### Materials provided
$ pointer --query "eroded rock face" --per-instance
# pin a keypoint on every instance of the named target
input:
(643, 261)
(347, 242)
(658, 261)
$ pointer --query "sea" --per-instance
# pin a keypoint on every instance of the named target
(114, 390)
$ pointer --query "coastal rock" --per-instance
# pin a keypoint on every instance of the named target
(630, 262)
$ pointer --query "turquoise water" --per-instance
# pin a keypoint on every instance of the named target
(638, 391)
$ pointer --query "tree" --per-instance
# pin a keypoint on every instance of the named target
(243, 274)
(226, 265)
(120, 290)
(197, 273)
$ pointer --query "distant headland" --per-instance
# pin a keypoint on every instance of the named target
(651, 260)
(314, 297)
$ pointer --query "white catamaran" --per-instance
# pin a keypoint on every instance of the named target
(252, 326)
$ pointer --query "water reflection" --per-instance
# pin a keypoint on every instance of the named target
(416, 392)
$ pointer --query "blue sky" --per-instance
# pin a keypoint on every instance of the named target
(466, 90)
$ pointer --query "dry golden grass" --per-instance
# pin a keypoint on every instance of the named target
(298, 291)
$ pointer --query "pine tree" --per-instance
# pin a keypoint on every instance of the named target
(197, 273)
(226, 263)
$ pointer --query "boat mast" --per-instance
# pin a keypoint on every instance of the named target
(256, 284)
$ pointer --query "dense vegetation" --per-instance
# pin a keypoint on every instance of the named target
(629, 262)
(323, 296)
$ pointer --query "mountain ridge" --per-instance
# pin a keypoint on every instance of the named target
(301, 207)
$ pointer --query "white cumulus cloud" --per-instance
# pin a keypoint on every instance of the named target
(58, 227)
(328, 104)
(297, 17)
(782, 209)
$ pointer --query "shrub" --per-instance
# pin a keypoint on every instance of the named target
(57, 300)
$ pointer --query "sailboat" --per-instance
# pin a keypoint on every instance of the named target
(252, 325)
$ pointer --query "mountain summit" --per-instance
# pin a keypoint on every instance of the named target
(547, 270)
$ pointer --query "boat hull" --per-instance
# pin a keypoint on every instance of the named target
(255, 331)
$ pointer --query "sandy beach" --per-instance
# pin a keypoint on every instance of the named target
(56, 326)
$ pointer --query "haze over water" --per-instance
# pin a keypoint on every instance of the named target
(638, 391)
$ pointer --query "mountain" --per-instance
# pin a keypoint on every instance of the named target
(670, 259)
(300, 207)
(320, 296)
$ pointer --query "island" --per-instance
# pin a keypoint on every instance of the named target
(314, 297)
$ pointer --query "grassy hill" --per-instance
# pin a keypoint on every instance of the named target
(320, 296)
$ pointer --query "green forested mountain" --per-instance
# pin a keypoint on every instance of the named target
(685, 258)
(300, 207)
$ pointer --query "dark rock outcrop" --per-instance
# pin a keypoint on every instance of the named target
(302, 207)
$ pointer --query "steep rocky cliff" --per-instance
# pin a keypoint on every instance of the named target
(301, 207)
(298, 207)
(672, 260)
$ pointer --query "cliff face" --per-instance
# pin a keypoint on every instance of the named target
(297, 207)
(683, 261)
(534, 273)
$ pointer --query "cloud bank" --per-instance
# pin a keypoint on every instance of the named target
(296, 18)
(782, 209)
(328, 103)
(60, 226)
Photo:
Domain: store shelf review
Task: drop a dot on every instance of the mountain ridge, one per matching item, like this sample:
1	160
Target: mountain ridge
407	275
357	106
######
### [What needs to be done]
Using the listing above, reproduce each line without omission.

### [Result of the exercise]
$ pointer --query "eroded rock face" --per-instance
# pin a keypoint on every instance of the named target
input:
(643, 261)
(347, 242)
(658, 261)
$ pointer --query "sea" --per-instance
# pin a keypoint on every instance of the named target
(114, 390)
$ pointer --query "coastal rock" --per-instance
# pin a keypoint on every instance of the named target
(630, 262)
$ pointer --query "turquoise water" --per-instance
# pin a keypoint on every instance of the named target
(638, 391)
$ pointer --query "tree" --per-instance
# pin a keypoint on every instance of the named target
(243, 274)
(226, 265)
(120, 290)
(197, 273)
$ pointer --query "distant headland" --per-instance
# pin a keypoint on every instance of the named target
(651, 260)
(314, 297)
$ pointer --query "white catamaran" --per-instance
# pin a keypoint on every instance of the named target
(252, 326)
$ pointer --query "water reflection" --per-instance
# pin a keypoint on every instance of the named target
(416, 392)
$ pointer --query "blue sky" --per-instance
# pin a keypoint on every instance of the named target
(466, 90)
$ pointer --query "dry golden grass" --per-instance
# pin a keypoint on every instance of the named target
(298, 291)
$ pointer --query "pine tree" --per-instance
# pin a keypoint on every instance of the named target
(197, 273)
(226, 263)
$ pointer --query "boat mast" --per-instance
# pin a keypoint on every instance of the named target
(256, 284)
$ pointer --query "dense vegetation" --per-instance
# pin a keypoint on every instance of the named target
(629, 262)
(323, 296)
$ pointer --query "mountain ridge" --per-instance
# pin a keypoint on every instance of the named target
(301, 207)
$ pointer --query "white cumulus cloud" --per-instance
# pin a keypoint on every instance of the named target
(58, 227)
(328, 104)
(297, 17)
(782, 209)
$ pointer --query "shrub" --per-instance
# pin a keypoint on every instance of the named target
(57, 300)
$ pointer --query "sailboat" --per-instance
# pin a keypoint on every instance of the named target
(252, 325)
$ pointer --query "mountain summit" --per-instance
# pin a keypoint on every instance of the named target
(547, 270)
$ pointer --query "boat hull" --per-instance
# pin a keypoint on every instance of the named target
(255, 331)
$ pointer --query "sandy beach" --per-instance
# pin a keypoint on every instance of the named target
(56, 326)
$ pointer --query "haze over water" --per-instance
# pin a keypoint on every instance of the named target
(638, 391)
$ pointer --query "mountain" --per-instance
# pin a keypoint on every instance of the named target
(670, 259)
(300, 207)
(320, 296)
$ pointer --query "island" --per-instance
# pin a keypoint on every instance of the named target
(314, 297)
$ pointer --query "grassy hill" --per-instance
# pin a keypoint on every instance of the named target
(320, 296)
$ pointer --query "green forested mountain" --per-instance
# pin a keypoint on every instance of the named target
(685, 258)
(300, 207)
$ pointer --query "dark rock outcrop" --per-instance
# pin a keypoint on every instance of the named target
(302, 207)
$ pointer --query "steep rocky cliff" --per-instance
# pin a keypoint on every instance of the named target
(301, 207)
(298, 207)
(672, 260)
$ pointer --query "cliff face" --per-instance
# pin a keypoint on every instance of the named target
(297, 207)
(683, 261)
(534, 273)
$ pointer --query "cloud bank" --per-instance
# pin a keypoint on every instance of the named target
(296, 18)
(782, 209)
(328, 103)
(60, 226)
Photo:
Domain: store shelf review
Task: drop a dot on every instance of the mountain ridge, one per matching item, like this sample:
1	160
Target: mountain ridge
407	275
357	106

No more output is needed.